The result should be every line of the listing that holds the word "white".

######

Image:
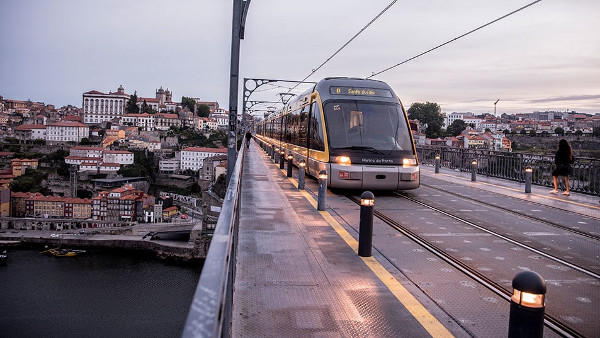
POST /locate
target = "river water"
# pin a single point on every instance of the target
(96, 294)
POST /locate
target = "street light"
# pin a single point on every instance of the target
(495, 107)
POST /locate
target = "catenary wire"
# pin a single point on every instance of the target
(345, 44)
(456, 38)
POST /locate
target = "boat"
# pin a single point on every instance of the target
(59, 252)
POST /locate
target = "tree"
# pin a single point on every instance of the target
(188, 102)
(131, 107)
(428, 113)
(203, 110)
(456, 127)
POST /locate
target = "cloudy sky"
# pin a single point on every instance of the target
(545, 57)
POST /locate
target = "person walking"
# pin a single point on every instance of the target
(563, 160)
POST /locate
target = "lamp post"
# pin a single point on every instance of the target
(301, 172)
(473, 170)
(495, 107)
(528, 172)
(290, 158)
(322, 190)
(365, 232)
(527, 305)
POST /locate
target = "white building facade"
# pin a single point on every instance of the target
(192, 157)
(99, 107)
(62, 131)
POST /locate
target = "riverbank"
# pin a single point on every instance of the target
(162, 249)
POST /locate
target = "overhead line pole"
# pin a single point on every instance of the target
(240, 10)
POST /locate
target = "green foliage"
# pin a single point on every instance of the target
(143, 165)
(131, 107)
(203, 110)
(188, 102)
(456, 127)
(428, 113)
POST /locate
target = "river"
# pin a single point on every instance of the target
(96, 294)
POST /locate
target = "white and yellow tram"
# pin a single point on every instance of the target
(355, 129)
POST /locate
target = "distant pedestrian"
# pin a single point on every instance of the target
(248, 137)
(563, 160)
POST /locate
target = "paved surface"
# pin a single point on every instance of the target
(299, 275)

######

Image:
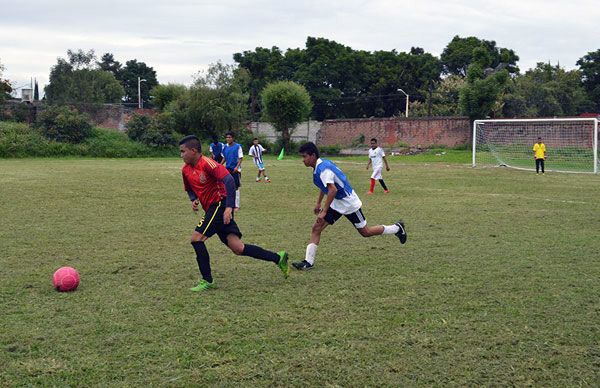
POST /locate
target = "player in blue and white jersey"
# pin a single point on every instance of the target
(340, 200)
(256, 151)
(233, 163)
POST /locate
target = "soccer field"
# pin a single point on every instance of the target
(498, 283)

######

Exercise answer:
target = "white building facade"
target = "white and yellow tram"
target = "player in blue and white jersey"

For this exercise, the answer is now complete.